> TESTO FORNITO:
..............................
31 Marzo 2020 - Venezia - Tra le imprese in difficoltà a causa del coronavirus, non bisogna dimenticare che una componente significativa (una su dieci) è rappresentata dagli imprenditori immigrati A fine 2019 gli imprenditori nati all’estero erano 722.712, pari al 9,6% degli imprenditori totali. Negli ultimi dieci anni, mentre i nati in Italia sono diminuiti (-6,9%), i nati all’estero sono aumentati (+32,7%). La stessa tendenza si conferma, anche se in modo molto meno marcato, nell’ultimo anno: -0,6% per gli italiani, +1,9% per gli stranieri.
Questi i dati dello studio presentato dalla Fondazione Moressa in cui si fotografa la situazione al 31 dicembre 2019.
Secondo i dati nel 2019 la Cina si conferma il primo paese (75.542), seguita da Romania e Marocco, entrambe con circa 70 mila imprenditori. Sommando queste tre nazionalità otteniamo il 30% di tutti gli imprenditori nati all’estero.
Gli imprenditori cinesi sono cresciuti del +52,4% negli ultimi 10 anni. Nell’ultimo anno, gli imprenditori cinesi continuano ad aumentare (+2,4%), così come i rumeni (+3,4%), mentre calano i marocchini (-3,5%).
..............................
> VOCI ESTRATTE:
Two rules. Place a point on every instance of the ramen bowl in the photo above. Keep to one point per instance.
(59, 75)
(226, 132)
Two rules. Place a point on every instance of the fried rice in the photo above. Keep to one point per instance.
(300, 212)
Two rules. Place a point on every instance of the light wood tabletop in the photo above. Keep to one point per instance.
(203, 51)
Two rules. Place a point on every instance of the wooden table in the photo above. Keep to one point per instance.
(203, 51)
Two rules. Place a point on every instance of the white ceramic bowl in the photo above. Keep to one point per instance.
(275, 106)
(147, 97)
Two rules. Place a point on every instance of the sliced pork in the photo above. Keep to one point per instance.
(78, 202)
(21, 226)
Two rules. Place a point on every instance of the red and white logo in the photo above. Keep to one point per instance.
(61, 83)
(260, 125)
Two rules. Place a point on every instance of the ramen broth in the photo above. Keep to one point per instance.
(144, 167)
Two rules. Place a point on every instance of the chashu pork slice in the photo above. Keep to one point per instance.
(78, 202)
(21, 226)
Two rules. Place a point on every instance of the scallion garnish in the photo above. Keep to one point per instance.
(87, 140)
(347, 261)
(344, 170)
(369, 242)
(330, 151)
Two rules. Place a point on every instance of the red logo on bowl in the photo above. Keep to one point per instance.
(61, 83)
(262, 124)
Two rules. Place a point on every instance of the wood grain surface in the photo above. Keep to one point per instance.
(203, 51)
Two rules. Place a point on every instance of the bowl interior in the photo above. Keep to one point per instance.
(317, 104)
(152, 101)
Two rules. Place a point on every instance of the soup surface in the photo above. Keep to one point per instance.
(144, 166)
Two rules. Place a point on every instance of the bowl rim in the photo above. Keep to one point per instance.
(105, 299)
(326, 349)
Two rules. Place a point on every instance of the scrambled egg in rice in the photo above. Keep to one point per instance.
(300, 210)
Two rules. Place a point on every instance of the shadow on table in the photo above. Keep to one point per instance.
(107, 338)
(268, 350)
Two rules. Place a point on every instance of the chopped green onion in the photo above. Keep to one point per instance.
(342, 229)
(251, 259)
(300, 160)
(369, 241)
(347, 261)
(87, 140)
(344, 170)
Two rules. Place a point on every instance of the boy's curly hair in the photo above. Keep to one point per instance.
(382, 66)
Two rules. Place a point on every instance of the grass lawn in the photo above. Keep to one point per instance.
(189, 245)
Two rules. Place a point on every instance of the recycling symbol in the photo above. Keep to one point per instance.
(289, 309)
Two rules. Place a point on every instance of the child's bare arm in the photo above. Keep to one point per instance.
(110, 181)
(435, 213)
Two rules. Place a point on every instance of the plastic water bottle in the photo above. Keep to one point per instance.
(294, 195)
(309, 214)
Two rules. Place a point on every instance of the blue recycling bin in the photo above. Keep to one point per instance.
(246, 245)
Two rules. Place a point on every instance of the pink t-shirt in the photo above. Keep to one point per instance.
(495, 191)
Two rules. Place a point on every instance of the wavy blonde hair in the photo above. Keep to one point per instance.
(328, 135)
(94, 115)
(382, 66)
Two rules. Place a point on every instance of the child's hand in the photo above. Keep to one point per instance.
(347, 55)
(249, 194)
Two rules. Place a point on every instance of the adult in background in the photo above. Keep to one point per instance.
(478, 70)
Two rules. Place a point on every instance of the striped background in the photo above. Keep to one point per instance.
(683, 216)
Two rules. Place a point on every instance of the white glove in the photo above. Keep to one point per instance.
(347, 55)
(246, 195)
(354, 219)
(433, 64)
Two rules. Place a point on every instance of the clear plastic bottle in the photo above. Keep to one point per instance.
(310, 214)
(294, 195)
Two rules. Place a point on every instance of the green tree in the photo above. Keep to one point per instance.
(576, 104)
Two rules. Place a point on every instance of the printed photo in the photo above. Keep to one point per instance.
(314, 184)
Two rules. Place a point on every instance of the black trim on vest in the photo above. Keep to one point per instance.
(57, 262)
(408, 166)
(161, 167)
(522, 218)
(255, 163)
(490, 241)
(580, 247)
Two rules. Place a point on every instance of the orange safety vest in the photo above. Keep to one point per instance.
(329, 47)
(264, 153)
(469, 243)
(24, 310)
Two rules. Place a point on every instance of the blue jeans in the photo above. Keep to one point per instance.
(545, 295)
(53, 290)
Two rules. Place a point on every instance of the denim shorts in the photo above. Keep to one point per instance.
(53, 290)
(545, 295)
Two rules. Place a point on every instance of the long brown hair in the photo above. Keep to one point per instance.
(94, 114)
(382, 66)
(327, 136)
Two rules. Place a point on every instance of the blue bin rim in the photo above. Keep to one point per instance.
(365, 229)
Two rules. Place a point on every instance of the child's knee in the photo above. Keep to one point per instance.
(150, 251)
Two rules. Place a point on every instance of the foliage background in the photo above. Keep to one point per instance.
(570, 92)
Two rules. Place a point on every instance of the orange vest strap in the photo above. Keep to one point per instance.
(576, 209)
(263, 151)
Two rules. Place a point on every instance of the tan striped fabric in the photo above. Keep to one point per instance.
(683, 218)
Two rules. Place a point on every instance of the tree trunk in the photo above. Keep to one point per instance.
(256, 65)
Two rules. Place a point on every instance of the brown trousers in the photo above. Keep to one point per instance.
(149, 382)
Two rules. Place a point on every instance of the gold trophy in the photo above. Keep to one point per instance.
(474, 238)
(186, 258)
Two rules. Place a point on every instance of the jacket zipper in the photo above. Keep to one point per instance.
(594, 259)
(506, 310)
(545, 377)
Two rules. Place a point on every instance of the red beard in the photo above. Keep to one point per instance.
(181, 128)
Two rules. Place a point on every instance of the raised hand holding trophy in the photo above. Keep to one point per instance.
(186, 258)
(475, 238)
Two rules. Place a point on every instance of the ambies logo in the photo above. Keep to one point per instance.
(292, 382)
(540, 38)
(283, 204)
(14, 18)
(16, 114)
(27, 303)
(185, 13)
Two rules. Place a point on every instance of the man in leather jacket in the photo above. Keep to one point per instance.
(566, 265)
..............................
> DOMANDE:
1: Rispondi alle domande seguenti in base al testo sugli imprenditori immigrati:
(a) Quanti erano gli imprenditori nati all'estero a fine 2019?
(b) Quale fondazione ha presentato lo studio?
(c) Di quanto sono cresciuti gli imprenditori cinesi negli ultimi 10 anni?
2: Trascrivi il passo del testo sugli imprenditori immigrati compreso tra "Secondo i dati" e "i marocchini (-3,5%).", estremi inclusi.

> SOLUZIONI:
1:
(a) Erano 722.712, pari al 9,6% degli imprenditori totali.
(b) La Fondazione Moressa.
(c) Sono cresciuti del +52,4%.

2:
Secondo i dati nel 2019 la Cina si conferma il primo paese (75.542), seguita da Romania e Marocco, entrambe con circa 70 mila imprenditori. Sommando queste tre nazionalità otteniamo il 30% di tutti gli imprenditori nati all’estero.
Gli imprenditori cinesi sono cresciuti del +52,4% negli ultimi 10 anni. Nell’ultimo anno, gli imprenditori cinesi continuano ad aumentare (+2,4%), così come i rumeni (+3,4%), mentre calano i marocchini (-3,5%).